- _EXERCISE DIRECTIONS_: Switch "trace" to "draw" in the records, from the first line through the line with "151 L 7 180", and give those lines back with everything else unchanged. Leave the pictures out.

- _Items from a dataset_:

◆ ◆ ◆

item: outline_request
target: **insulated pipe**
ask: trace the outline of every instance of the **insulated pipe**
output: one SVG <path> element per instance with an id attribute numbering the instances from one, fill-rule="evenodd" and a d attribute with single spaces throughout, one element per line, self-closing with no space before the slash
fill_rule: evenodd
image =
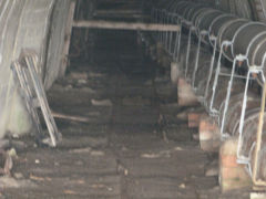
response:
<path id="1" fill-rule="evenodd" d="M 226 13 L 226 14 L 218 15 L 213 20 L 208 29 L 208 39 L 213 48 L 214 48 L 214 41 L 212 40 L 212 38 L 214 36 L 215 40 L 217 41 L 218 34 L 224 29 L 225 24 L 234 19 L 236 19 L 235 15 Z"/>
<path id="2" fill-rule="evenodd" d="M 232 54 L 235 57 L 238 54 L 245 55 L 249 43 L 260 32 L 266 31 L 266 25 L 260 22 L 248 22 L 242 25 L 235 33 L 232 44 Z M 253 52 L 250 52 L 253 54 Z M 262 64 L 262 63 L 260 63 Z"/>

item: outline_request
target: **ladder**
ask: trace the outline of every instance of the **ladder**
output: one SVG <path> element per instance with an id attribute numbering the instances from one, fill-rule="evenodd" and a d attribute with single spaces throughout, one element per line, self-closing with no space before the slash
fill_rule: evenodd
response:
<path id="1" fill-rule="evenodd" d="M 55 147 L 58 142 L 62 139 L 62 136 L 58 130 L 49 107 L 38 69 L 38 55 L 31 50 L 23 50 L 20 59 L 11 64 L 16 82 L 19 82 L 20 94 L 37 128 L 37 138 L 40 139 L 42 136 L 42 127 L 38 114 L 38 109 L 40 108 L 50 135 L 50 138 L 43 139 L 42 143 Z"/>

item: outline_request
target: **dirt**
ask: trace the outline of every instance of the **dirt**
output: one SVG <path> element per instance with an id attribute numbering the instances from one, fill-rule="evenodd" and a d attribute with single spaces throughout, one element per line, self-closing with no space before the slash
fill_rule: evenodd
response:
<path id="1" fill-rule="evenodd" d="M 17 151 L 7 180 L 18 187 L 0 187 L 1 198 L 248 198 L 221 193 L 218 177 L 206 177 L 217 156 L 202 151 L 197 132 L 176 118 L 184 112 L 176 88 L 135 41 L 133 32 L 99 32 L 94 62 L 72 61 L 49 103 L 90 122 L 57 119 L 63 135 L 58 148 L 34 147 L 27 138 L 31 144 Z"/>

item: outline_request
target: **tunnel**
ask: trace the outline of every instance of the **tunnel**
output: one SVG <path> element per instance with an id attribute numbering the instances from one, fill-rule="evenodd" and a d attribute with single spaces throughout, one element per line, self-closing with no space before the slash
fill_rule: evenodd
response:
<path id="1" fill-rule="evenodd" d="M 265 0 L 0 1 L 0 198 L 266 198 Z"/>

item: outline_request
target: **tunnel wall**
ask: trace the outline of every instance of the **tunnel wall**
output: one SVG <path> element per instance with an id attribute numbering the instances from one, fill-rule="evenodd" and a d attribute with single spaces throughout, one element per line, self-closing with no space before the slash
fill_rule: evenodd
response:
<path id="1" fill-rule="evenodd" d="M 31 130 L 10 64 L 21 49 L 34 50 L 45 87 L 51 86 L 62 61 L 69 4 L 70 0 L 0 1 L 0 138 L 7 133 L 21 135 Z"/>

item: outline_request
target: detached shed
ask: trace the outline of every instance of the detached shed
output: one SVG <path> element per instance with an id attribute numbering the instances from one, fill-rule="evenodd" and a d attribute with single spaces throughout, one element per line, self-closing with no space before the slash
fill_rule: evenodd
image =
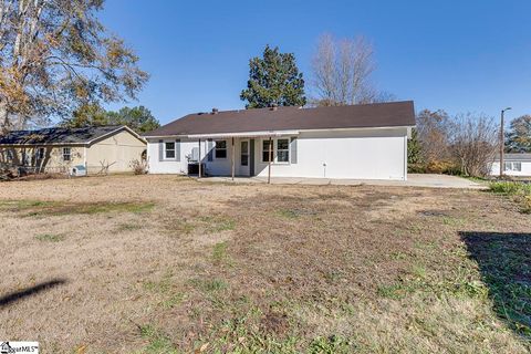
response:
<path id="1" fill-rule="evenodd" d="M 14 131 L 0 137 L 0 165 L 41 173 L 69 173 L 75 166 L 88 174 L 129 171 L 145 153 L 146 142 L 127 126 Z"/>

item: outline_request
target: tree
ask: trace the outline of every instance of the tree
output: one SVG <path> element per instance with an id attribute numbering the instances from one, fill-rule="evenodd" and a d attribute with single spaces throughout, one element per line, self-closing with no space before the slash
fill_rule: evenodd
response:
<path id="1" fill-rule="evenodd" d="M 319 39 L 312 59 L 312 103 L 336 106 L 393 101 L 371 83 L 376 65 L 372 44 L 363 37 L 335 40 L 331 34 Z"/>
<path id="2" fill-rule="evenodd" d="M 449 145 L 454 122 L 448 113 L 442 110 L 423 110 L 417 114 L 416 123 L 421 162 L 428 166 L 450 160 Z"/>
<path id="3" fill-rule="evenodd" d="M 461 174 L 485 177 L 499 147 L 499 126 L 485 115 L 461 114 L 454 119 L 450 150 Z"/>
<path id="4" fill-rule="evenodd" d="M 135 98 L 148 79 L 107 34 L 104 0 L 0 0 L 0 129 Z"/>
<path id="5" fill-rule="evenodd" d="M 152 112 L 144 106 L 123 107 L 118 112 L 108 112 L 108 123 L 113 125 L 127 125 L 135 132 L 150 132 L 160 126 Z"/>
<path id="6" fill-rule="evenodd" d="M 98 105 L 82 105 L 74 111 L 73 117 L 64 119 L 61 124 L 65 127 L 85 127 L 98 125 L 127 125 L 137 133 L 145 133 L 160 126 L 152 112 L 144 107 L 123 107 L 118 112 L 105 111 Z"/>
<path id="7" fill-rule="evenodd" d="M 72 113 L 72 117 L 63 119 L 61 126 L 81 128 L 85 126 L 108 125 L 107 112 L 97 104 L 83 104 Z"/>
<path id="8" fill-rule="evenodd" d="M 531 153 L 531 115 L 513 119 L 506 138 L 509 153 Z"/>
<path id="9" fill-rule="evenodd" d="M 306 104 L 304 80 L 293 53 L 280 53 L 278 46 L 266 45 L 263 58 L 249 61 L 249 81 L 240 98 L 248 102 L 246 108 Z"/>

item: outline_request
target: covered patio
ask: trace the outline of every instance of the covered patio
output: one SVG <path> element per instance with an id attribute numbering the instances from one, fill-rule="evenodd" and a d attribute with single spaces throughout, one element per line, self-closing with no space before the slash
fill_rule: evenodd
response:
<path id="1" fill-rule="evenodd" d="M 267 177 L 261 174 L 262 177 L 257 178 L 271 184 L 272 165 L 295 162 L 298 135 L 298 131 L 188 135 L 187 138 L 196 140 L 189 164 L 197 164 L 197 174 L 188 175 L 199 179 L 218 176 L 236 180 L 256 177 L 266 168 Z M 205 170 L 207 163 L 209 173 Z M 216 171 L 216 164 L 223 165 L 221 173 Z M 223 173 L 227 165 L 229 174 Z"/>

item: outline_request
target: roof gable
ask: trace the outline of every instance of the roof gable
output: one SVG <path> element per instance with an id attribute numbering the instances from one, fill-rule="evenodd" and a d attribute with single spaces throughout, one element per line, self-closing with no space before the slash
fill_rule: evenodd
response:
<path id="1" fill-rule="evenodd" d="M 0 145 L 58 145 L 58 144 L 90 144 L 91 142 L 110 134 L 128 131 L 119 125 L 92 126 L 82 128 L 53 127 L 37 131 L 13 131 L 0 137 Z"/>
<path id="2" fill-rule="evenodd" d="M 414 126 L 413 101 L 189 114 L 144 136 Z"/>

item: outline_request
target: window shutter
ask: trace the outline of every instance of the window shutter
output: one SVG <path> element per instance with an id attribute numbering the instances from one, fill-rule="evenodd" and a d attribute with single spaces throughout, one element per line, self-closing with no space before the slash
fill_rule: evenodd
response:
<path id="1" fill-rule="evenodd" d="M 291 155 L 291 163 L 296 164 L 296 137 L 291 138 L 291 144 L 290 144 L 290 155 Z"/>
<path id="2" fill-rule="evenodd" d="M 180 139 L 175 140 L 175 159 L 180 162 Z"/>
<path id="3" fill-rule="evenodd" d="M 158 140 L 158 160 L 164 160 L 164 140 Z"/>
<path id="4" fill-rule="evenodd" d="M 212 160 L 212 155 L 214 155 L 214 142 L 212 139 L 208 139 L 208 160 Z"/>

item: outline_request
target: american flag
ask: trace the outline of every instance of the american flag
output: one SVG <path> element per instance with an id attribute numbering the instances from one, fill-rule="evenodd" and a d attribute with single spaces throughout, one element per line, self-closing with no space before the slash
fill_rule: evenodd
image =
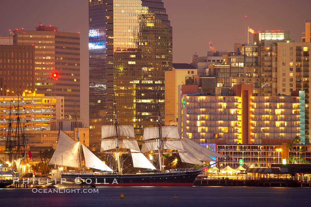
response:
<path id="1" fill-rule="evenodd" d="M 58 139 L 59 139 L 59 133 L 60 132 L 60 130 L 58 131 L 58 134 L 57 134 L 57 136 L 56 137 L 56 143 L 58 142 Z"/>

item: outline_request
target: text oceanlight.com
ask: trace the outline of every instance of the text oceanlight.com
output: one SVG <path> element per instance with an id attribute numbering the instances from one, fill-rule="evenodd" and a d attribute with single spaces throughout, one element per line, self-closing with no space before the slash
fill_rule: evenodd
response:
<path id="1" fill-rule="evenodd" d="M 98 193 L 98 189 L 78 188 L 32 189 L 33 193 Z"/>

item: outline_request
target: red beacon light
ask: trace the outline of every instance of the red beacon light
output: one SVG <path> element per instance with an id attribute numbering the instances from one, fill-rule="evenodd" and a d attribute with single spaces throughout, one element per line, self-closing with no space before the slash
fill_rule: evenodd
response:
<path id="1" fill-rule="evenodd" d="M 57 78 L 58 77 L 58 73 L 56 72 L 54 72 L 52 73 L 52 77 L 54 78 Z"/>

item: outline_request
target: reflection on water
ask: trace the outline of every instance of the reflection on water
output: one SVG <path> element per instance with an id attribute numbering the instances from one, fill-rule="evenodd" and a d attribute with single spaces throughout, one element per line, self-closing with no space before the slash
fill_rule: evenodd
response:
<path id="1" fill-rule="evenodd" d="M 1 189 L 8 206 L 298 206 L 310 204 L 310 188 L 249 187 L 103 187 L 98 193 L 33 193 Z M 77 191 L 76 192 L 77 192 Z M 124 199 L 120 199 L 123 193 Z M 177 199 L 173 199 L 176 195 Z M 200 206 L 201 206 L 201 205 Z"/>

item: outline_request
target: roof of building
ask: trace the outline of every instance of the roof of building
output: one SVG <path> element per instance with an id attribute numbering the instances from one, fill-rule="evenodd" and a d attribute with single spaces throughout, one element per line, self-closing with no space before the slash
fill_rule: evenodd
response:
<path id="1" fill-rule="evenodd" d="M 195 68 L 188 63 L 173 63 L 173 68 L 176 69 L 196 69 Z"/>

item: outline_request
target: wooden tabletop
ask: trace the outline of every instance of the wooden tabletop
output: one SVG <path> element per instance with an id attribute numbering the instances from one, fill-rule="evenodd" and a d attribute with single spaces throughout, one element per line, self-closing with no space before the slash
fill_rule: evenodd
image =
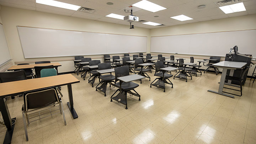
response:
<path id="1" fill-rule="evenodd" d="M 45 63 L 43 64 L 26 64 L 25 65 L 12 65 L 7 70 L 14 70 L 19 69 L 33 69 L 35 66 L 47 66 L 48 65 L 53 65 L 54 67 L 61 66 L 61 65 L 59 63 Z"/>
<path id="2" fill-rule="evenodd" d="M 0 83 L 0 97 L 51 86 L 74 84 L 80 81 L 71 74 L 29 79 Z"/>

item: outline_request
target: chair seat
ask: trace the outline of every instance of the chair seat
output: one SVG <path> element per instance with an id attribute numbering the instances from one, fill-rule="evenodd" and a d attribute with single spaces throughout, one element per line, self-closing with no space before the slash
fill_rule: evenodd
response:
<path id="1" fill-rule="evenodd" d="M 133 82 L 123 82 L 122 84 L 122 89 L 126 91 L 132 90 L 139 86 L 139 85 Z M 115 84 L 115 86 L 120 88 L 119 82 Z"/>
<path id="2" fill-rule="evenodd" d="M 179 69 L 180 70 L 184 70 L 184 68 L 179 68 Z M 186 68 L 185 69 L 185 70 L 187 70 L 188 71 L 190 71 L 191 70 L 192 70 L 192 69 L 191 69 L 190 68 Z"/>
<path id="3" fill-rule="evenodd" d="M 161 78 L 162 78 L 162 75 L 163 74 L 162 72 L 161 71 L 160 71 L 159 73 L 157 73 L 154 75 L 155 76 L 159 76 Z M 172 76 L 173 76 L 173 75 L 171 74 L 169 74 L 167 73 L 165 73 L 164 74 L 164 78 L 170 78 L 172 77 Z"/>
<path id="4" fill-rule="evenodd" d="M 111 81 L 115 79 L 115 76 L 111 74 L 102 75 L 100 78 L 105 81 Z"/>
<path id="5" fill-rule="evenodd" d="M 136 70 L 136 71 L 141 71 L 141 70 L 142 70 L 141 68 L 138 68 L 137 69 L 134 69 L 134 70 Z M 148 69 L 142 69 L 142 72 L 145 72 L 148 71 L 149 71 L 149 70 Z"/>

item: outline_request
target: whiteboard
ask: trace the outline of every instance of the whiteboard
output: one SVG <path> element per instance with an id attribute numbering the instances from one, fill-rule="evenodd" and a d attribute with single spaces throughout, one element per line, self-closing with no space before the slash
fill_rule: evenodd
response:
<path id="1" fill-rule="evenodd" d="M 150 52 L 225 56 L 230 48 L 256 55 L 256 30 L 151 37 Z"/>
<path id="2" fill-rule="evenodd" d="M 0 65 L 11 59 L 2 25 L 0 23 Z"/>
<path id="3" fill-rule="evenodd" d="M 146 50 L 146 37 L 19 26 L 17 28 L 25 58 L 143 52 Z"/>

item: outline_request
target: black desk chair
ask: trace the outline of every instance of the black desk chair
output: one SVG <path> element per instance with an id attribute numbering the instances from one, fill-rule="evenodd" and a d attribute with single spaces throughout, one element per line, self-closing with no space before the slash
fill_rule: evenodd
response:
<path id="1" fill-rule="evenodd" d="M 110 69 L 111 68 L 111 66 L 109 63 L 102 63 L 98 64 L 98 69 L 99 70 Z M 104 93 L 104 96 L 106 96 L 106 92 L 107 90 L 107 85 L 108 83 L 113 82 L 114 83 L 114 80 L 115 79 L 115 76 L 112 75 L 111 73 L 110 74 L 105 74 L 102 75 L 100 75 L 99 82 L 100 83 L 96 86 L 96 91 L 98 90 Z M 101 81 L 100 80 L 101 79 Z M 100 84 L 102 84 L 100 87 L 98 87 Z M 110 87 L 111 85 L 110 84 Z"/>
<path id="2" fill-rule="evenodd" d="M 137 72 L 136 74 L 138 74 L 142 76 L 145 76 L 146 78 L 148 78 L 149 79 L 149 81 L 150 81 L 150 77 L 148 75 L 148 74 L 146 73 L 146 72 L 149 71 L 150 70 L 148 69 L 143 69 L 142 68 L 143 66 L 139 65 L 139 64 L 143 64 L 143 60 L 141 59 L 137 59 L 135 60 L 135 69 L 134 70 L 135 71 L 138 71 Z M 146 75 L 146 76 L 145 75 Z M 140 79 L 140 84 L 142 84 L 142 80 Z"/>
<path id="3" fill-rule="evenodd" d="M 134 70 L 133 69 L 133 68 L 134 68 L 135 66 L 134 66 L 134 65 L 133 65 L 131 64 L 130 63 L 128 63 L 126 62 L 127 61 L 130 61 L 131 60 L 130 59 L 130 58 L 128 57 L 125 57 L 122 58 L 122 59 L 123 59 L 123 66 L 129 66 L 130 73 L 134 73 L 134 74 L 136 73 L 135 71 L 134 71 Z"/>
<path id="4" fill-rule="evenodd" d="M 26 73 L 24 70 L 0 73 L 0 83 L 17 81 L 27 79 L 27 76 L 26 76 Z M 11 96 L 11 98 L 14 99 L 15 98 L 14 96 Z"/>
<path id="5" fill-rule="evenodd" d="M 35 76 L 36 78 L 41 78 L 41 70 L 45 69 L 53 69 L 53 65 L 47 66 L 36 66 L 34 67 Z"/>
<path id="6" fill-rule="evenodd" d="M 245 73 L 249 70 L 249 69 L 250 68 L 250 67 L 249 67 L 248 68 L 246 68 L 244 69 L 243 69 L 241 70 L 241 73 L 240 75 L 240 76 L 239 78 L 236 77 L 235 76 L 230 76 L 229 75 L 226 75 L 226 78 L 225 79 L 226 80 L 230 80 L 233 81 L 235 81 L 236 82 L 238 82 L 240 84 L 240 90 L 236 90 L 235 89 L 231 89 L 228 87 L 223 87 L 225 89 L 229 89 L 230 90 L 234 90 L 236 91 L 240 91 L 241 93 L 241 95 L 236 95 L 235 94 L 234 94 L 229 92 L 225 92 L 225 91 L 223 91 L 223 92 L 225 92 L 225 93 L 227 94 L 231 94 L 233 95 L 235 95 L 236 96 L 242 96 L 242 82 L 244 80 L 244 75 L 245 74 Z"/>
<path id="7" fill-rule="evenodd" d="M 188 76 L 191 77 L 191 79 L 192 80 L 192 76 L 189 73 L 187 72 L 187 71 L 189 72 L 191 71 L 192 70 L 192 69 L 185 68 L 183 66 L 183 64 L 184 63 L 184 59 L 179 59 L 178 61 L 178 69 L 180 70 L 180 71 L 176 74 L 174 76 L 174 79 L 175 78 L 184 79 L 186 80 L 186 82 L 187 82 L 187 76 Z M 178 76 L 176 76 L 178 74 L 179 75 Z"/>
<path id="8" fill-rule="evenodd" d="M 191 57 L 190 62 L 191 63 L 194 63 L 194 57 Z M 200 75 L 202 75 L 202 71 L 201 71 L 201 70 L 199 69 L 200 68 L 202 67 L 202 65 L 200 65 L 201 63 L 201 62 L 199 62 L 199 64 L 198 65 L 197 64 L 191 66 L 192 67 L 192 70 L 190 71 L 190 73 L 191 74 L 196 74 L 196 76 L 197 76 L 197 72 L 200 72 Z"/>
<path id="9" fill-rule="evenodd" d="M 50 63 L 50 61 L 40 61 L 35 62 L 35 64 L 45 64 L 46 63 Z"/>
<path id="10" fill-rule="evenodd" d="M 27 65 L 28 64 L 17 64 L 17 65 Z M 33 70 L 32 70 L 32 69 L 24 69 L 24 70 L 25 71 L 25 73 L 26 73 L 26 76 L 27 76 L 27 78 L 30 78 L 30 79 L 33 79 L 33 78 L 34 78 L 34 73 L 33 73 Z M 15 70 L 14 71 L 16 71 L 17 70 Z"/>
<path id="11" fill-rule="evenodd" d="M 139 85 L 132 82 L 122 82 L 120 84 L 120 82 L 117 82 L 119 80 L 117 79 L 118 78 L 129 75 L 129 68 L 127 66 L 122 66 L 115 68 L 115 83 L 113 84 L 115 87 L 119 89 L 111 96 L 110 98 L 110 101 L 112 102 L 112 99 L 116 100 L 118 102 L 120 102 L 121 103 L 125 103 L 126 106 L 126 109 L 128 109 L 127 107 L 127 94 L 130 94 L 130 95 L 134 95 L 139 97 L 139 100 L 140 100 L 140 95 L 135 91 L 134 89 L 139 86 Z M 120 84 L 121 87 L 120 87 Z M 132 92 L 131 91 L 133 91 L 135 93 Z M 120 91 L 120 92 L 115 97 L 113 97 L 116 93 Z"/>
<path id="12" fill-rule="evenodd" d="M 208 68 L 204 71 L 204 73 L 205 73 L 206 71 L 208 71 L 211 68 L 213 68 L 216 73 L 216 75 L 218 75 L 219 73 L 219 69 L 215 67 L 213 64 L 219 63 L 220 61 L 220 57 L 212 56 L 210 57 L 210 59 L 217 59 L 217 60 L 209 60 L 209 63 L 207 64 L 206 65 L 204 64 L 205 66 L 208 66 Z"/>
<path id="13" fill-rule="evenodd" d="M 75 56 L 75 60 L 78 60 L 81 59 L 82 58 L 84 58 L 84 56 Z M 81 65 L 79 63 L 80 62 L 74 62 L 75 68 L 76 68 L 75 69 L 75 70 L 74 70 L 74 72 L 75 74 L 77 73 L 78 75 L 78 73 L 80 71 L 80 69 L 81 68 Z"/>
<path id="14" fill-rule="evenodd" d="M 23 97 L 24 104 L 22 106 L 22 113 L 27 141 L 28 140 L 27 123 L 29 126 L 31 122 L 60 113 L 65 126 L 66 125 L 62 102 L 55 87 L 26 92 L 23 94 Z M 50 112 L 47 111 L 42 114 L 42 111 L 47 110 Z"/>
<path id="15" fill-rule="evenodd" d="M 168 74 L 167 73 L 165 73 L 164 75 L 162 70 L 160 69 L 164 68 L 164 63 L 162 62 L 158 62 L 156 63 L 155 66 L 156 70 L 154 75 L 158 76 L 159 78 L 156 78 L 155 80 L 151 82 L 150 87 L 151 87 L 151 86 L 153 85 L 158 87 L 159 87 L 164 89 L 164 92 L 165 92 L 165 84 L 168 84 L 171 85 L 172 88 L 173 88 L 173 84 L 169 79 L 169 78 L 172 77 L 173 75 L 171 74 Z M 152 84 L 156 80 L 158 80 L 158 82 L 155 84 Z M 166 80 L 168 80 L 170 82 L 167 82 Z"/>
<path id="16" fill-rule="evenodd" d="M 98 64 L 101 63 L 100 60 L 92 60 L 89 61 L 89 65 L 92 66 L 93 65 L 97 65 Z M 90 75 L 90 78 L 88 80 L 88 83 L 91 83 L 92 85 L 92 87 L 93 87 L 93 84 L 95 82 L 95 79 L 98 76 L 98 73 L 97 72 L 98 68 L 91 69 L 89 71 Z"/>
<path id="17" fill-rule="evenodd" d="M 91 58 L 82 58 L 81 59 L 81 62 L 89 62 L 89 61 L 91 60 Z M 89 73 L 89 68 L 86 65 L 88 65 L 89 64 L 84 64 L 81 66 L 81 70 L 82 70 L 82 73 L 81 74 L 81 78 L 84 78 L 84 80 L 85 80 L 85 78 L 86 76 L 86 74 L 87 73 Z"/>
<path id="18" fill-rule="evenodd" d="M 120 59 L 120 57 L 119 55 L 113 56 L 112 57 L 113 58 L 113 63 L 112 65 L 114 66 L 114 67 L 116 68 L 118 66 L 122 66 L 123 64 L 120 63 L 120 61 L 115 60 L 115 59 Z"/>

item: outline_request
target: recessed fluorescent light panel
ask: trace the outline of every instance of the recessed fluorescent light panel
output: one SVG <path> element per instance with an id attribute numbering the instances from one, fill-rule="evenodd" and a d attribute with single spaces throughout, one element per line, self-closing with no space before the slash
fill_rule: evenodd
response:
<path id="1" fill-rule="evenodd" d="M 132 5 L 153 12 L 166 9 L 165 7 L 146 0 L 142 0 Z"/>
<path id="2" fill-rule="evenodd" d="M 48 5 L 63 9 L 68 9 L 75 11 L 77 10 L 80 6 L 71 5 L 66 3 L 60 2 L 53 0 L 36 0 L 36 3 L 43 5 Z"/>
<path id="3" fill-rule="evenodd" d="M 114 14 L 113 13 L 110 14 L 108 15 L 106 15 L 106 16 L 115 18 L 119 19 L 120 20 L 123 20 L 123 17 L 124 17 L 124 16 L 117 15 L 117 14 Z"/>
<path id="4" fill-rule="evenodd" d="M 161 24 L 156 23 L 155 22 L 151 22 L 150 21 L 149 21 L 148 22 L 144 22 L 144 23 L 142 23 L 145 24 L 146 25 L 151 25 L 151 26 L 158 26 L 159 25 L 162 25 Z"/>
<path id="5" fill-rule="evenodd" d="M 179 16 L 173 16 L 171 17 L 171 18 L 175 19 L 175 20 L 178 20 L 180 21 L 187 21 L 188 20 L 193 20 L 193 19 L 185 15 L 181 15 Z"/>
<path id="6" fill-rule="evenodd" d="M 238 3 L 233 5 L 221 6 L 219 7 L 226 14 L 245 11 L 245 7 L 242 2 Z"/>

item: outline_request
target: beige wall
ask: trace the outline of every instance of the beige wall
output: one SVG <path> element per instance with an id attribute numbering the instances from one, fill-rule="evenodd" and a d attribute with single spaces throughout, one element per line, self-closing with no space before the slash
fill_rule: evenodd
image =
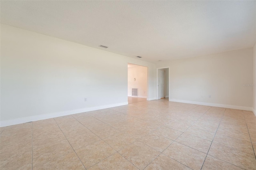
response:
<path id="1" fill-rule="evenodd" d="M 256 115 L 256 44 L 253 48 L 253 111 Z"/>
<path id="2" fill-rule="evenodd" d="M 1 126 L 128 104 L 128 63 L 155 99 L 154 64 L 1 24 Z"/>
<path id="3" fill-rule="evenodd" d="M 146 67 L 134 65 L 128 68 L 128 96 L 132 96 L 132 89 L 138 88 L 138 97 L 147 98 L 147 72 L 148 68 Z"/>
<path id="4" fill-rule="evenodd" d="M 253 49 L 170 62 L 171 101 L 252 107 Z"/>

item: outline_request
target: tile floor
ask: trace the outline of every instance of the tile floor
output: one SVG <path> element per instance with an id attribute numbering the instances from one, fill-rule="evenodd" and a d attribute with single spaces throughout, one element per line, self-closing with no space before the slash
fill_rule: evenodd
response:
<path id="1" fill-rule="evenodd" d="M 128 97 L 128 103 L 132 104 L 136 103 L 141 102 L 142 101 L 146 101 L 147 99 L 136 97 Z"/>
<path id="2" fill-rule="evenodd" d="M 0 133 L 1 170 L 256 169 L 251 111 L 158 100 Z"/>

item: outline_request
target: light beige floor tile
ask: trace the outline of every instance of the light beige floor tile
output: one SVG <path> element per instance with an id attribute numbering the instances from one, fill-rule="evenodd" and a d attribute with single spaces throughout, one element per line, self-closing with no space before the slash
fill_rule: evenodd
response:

◆ ◆ ◆

- _FULL OUTPUT_:
item: outline_request
target: **insulated pipe**
ask: draw the outline of every instance of the **insulated pipe**
output: one SVG <path> element per instance with an id attribute numbering the instances from one, fill-rule="evenodd" and a d attribute with single spaces throughout, one element per line, self-closing with no space before the slash
fill_rule: evenodd
image =
response:
<path id="1" fill-rule="evenodd" d="M 226 13 L 226 14 L 218 15 L 213 20 L 208 29 L 208 39 L 213 48 L 214 48 L 214 41 L 212 40 L 212 38 L 214 36 L 215 40 L 217 41 L 218 34 L 224 29 L 225 24 L 234 19 L 236 19 L 235 15 Z"/>
<path id="2" fill-rule="evenodd" d="M 232 54 L 235 57 L 238 54 L 245 55 L 249 43 L 260 32 L 266 31 L 266 25 L 260 22 L 248 22 L 242 25 L 235 33 L 232 44 Z M 253 52 L 250 52 L 253 54 Z M 262 64 L 262 63 L 260 63 Z"/>

item: outline_request
target: **ladder**
ask: draw the outline of every instance of the **ladder**
output: one SVG <path> element per instance with an id attribute numbering the instances from one, fill-rule="evenodd" and a d attribute with single spaces throughout, one element per line, self-closing with no space before the slash
fill_rule: evenodd
response:
<path id="1" fill-rule="evenodd" d="M 55 147 L 58 142 L 62 139 L 62 136 L 58 130 L 49 107 L 38 69 L 38 55 L 31 50 L 23 50 L 20 59 L 11 64 L 16 82 L 19 82 L 20 94 L 37 128 L 37 138 L 40 139 L 42 136 L 42 127 L 38 114 L 38 109 L 40 108 L 50 135 L 50 138 L 43 139 L 42 143 Z"/>

item: outline_request
target: **dirt**
ask: draw the outline of every instance of the **dirt**
output: one SVG <path> element per instance with an id attribute numbering the instances from one, fill-rule="evenodd" and a d attribute with single spaces throughout, one element per line, self-closing with no space before the slash
fill_rule: evenodd
response:
<path id="1" fill-rule="evenodd" d="M 17 151 L 7 180 L 18 187 L 0 187 L 1 198 L 248 198 L 221 193 L 218 177 L 206 177 L 217 156 L 202 151 L 197 132 L 176 118 L 184 112 L 176 88 L 135 41 L 133 32 L 99 32 L 94 62 L 72 61 L 49 103 L 90 122 L 57 119 L 63 135 L 58 148 L 34 147 L 27 138 L 31 144 Z"/>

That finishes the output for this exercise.